[Stored data entries]

- - - -

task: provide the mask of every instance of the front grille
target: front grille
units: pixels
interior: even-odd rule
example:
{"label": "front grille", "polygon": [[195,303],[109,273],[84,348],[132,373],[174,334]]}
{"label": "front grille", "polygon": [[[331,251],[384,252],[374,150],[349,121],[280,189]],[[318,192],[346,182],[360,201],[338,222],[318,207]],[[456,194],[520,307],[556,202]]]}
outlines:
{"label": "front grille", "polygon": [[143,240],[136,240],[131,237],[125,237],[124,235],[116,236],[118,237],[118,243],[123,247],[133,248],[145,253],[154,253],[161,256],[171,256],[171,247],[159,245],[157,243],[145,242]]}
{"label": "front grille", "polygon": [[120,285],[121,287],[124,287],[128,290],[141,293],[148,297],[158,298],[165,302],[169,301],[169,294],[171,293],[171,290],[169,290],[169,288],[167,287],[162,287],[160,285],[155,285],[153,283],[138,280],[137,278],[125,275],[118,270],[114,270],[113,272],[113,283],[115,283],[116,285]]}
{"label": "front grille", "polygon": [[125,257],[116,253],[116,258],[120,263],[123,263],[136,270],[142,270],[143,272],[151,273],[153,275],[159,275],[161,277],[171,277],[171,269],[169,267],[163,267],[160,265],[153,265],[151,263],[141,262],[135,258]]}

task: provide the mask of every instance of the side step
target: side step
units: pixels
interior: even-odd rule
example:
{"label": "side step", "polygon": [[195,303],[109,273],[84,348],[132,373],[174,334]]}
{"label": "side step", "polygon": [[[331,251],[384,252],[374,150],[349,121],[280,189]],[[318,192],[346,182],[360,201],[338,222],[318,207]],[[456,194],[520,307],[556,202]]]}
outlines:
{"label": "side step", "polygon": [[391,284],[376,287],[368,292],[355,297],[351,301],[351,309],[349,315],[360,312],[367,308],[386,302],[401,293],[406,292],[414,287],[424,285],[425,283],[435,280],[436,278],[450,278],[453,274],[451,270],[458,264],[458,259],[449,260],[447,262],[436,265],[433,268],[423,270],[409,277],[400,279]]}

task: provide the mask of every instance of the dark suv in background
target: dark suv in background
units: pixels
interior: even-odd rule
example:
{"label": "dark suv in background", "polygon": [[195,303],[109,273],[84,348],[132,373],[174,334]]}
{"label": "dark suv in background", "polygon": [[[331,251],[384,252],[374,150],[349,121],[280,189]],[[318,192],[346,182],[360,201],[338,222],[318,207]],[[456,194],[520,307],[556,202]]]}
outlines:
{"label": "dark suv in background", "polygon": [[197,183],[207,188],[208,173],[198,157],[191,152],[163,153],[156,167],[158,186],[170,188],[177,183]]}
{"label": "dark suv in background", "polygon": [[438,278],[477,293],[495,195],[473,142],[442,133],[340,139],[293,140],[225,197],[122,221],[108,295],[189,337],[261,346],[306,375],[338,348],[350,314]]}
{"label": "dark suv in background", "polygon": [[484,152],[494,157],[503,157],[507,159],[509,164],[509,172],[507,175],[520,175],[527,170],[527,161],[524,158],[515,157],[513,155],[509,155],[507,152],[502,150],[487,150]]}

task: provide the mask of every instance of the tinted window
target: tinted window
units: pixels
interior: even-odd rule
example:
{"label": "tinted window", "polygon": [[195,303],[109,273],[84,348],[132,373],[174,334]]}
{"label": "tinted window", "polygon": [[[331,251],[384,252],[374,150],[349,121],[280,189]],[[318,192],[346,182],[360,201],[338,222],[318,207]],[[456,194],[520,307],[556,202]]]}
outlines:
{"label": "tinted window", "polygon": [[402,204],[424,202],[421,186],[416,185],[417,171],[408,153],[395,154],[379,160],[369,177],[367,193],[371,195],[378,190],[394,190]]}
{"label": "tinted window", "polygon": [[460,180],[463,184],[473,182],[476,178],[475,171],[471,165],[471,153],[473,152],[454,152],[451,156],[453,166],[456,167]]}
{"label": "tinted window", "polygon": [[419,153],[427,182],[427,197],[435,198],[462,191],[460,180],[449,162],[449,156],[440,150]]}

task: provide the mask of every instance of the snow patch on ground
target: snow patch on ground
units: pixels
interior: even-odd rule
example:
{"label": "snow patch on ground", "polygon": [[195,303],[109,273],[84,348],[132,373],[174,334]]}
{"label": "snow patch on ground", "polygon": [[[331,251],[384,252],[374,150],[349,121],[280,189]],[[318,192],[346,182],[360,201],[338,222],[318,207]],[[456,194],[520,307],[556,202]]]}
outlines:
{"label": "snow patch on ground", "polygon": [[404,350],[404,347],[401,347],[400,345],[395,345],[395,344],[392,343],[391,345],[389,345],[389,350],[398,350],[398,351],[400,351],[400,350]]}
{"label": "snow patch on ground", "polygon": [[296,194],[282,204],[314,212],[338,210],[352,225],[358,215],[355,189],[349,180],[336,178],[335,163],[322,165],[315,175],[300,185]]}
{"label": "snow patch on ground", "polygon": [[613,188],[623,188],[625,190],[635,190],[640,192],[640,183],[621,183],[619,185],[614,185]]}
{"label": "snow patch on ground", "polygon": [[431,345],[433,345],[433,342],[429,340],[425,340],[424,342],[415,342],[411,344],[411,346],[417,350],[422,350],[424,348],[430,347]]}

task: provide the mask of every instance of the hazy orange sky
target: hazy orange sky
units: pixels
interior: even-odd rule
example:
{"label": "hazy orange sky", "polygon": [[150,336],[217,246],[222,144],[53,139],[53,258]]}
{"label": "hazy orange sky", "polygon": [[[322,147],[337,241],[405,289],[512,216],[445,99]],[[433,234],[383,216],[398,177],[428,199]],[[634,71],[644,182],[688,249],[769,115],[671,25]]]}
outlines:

- - - -

§ **What is needed**
Look through the records for the string "mask". Copy every line that has it.

§ **Solution below**
task: provide the mask of every instance of the front grille
task: provide the mask of every instance of the side step
task: provide the mask of every instance of the dark suv in background
task: provide the mask of every instance of the tinted window
task: provide the mask of every instance of the snow patch on ground
task: provide the mask of every instance of the hazy orange sky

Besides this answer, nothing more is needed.